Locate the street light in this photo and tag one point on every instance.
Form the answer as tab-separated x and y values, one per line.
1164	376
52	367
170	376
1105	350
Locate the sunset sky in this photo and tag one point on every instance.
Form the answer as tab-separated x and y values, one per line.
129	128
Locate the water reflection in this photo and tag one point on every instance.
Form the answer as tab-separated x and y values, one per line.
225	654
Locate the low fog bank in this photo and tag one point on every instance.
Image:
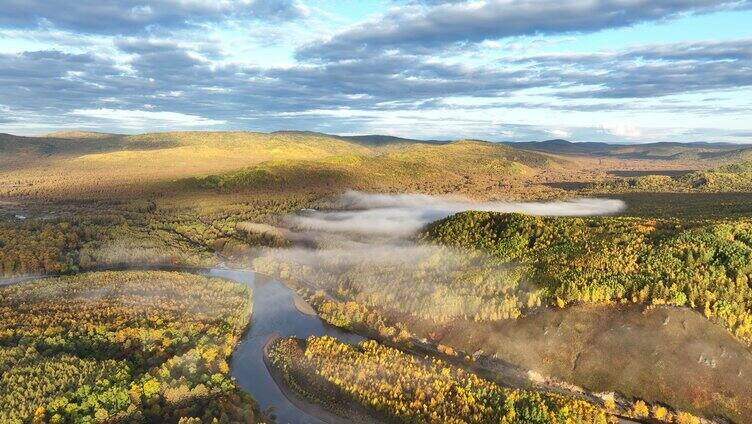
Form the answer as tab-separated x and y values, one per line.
404	214
362	249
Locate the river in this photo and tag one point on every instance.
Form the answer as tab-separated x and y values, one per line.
274	313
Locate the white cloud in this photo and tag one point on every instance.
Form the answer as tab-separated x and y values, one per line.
145	119
622	130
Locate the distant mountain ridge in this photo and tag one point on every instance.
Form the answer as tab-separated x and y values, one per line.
654	151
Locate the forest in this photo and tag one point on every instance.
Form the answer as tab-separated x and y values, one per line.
400	387
122	347
705	266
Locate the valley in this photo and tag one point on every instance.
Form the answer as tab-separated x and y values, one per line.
491	258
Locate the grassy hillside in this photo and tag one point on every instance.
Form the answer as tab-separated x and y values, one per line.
736	177
461	166
103	166
650	151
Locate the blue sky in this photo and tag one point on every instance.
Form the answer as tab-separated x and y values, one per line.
586	70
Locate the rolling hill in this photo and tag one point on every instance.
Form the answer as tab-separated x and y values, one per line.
98	165
648	151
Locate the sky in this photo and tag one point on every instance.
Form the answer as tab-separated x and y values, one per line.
629	71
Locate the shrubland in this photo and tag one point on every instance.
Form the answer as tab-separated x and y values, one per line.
735	177
405	388
122	347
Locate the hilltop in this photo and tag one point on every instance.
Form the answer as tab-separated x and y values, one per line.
648	151
100	164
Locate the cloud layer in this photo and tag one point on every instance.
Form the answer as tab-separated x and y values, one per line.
433	69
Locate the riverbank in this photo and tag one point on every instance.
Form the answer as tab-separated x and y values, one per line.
352	412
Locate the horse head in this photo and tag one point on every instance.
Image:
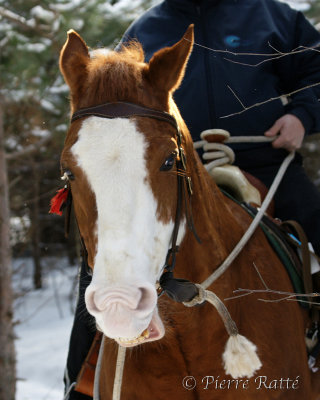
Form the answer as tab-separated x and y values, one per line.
123	177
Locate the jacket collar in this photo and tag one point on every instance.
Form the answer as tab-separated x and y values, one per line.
189	5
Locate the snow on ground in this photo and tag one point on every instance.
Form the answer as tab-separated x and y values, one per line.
43	332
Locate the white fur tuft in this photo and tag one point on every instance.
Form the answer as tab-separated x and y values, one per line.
240	357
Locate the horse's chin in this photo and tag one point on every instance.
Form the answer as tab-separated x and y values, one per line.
154	331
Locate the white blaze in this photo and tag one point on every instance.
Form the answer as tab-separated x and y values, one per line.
132	243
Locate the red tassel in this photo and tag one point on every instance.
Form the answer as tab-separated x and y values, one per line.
58	201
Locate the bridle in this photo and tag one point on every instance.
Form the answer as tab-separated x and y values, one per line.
180	290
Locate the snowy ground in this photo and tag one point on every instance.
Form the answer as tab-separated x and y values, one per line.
45	318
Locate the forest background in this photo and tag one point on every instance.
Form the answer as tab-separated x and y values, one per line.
34	114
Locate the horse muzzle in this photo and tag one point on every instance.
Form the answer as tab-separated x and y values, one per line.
126	313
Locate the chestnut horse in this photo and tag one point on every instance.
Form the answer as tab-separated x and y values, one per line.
123	170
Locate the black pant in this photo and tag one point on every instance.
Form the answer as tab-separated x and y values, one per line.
297	197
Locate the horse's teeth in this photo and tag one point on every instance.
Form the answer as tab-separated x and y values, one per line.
138	339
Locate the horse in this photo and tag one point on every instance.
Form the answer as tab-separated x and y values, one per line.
130	162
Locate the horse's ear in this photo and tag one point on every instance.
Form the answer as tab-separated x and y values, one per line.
74	57
167	66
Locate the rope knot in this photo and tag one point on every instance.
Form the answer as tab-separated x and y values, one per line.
198	299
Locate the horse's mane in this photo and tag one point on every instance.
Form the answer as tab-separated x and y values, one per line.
115	73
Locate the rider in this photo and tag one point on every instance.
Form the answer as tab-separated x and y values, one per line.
240	59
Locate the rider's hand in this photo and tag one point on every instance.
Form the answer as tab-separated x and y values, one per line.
290	130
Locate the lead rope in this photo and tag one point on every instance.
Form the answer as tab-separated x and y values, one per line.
237	344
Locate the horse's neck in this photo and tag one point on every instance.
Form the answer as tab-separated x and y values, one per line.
217	228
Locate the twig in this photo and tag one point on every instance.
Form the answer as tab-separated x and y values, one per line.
271	99
288	296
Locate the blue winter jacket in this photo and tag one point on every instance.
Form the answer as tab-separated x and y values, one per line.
228	35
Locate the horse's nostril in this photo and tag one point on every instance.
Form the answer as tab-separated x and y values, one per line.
139	300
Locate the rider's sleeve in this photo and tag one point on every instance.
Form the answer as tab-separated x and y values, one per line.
300	73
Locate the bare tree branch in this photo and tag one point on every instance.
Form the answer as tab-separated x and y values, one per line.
288	296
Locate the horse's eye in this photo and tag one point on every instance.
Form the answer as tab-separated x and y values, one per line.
67	176
169	162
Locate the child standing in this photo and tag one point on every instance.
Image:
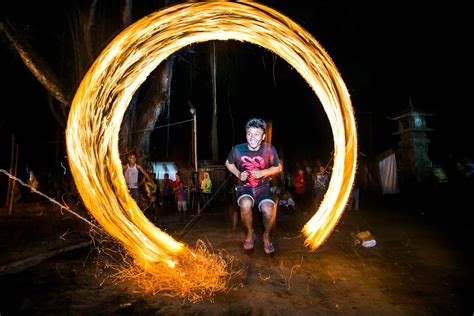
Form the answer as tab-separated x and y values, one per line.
181	198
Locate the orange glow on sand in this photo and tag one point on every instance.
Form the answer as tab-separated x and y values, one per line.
107	89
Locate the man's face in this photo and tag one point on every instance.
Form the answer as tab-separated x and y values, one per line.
255	136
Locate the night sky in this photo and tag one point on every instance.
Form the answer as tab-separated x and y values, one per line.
386	53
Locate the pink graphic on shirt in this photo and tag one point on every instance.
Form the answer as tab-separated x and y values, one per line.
250	164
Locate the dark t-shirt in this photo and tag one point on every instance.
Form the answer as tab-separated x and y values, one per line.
247	160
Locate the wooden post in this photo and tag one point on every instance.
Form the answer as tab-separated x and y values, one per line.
7	203
14	171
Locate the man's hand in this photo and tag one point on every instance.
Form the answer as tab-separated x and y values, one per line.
244	175
257	174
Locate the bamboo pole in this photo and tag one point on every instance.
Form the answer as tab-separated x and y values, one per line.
12	195
7	203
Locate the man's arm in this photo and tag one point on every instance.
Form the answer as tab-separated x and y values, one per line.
266	172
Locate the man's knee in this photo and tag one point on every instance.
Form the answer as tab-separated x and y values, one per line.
267	209
246	205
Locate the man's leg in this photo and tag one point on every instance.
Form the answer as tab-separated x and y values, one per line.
269	215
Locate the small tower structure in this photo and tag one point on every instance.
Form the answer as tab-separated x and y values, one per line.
415	167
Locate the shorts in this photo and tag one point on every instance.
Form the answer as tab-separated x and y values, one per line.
258	195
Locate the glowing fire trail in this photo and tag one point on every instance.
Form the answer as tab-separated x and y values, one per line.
106	90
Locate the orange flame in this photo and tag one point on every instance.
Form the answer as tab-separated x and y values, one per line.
107	89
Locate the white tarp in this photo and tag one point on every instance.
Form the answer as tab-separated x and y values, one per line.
388	174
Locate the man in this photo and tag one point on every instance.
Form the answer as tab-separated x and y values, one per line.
130	171
253	163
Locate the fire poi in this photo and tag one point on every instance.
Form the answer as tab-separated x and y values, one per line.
107	89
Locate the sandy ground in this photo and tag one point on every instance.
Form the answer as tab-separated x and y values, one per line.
421	265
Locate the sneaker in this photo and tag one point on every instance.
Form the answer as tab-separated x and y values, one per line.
249	244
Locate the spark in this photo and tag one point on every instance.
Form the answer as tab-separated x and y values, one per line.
107	89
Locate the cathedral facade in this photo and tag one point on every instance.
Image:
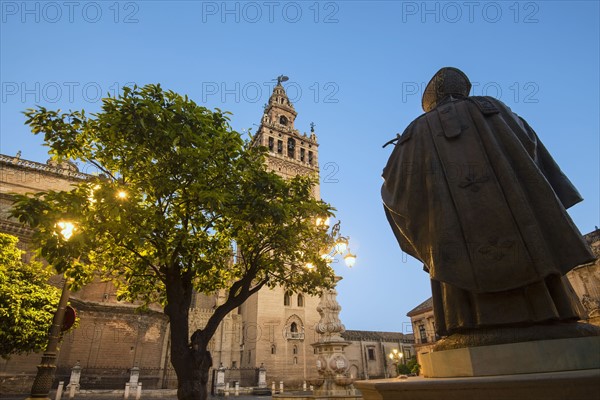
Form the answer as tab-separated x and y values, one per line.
273	329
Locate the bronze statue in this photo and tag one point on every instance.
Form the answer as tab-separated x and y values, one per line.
472	192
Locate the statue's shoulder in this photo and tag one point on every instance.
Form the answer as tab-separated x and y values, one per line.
486	104
411	128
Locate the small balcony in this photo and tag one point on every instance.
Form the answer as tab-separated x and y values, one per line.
295	335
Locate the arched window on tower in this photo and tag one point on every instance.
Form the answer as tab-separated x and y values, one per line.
286	299
291	148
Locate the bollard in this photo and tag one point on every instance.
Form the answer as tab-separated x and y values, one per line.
59	390
138	393
220	379
262	376
74	380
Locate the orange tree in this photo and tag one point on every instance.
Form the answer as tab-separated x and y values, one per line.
182	204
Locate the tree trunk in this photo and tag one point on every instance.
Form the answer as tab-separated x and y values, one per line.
191	361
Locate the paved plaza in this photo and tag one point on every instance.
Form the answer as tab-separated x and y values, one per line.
116	396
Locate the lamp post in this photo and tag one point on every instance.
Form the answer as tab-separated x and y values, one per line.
45	375
396	357
340	246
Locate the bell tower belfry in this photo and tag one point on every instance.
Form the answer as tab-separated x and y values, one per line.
290	153
278	325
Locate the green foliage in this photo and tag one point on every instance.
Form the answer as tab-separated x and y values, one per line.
403	369
414	367
27	301
193	191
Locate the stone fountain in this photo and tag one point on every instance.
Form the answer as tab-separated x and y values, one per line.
333	382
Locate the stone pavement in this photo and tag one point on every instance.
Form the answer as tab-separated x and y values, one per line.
150	394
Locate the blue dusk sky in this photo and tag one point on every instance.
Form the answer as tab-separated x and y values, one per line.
357	70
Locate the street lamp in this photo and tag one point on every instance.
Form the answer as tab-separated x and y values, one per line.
45	375
340	245
396	357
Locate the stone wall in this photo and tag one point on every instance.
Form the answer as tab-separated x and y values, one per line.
586	280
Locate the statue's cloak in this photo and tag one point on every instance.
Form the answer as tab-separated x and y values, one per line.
472	192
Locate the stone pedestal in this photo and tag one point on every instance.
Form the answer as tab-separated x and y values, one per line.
569	385
514	358
559	369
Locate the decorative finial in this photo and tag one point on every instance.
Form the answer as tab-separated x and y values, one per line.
281	78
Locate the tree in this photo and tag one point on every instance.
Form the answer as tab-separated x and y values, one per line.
27	301
182	204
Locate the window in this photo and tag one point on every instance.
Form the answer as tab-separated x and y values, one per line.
291	148
423	333
371	353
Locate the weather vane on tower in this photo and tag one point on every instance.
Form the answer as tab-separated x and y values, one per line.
281	78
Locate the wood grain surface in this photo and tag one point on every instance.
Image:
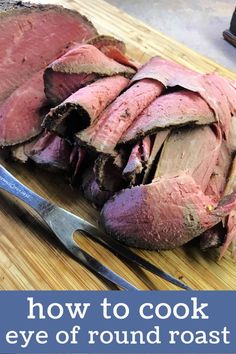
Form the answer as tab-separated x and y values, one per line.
31	257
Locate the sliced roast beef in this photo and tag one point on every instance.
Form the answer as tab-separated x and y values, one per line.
174	109
217	91
164	214
212	238
104	135
138	159
217	182
34	35
50	151
231	222
152	161
91	190
78	67
215	236
193	151
108	174
82	108
77	158
114	49
21	114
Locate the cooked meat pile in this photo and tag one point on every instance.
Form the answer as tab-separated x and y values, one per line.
152	145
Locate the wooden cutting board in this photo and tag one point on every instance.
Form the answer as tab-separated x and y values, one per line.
30	256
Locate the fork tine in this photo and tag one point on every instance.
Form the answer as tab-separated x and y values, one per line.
129	255
99	268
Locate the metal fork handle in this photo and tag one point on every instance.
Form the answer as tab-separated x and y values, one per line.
11	185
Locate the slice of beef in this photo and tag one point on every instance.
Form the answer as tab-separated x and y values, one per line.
50	151
21	114
174	109
104	135
79	66
193	151
59	86
77	158
213	237
169	73
218	92
231	222
164	214
104	43
137	161
114	49
82	108
217	182
91	190
108	174
18	153
152	161
34	35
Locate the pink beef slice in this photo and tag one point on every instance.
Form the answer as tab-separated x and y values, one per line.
217	91
194	151
79	66
21	114
138	159
217	182
34	35
164	214
50	151
114	49
91	190
173	109
104	135
82	108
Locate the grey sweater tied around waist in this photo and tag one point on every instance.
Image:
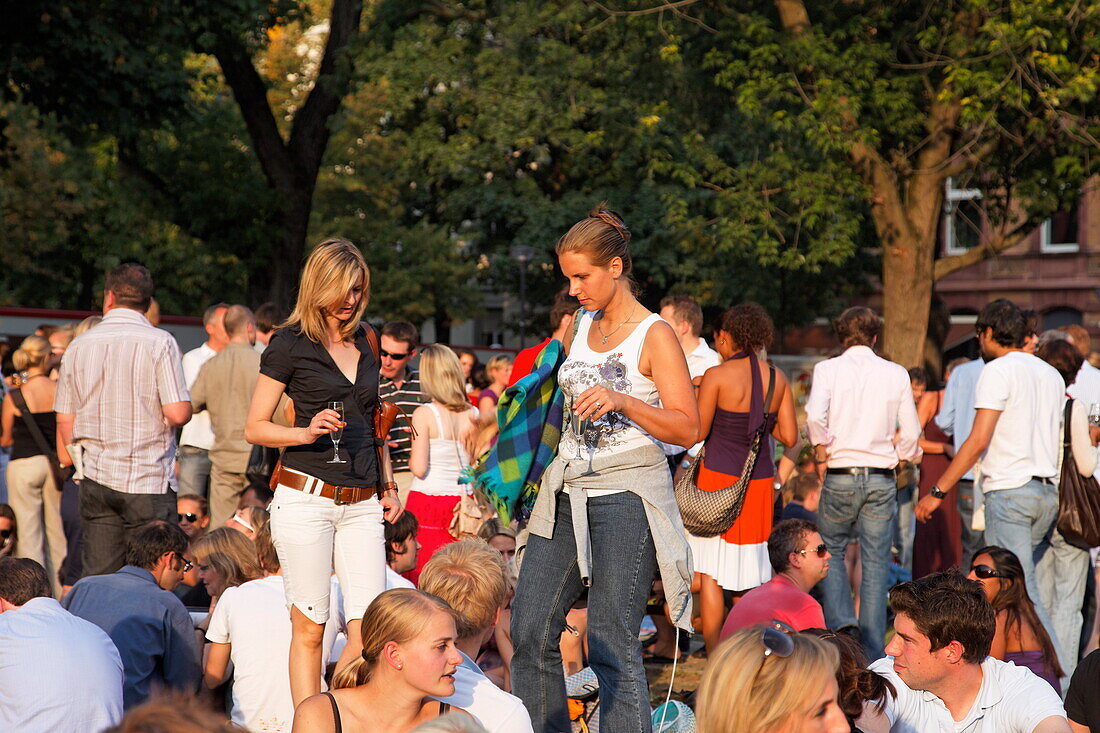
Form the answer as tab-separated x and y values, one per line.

※

Task to carry out:
Please retype, exactly and with the pictures left out, the lines from the line containing "Locate the fork" through the last line of the records above.

Problem solution:
Locate the fork tine in this photo and tag one point on every instance.
Form the answer as tab-separated x and y values, one per line.
129	255
99	268
Locate the metal fork handle in this photo and tag one point on every instance.
Form the answer as tab-separated x and y values, one per line.
11	185
Locate the slice of beef in this photo and tag one point on every instance.
Form the answer as tab-separated x and y values, one per line.
50	151
21	114
174	109
104	135
79	66
193	151
59	86
77	158
213	237
169	73
218	92
231	222
164	214
104	43
137	161
114	49
82	108
217	182
91	190
108	174
18	153
152	161
34	35
Locate the pink beef slice in this photo and tag one point on every instance.
Form the answer as tab-separated x and y values, one per line.
217	91
194	151
79	66
21	114
138	159
217	182
34	35
164	214
50	151
114	49
91	190
173	109
104	135
82	108
Locate the grey sweater tied around waist in this photo and tag one point on every instance.
Image:
Form the answer as tab-separated x and y values, one per line.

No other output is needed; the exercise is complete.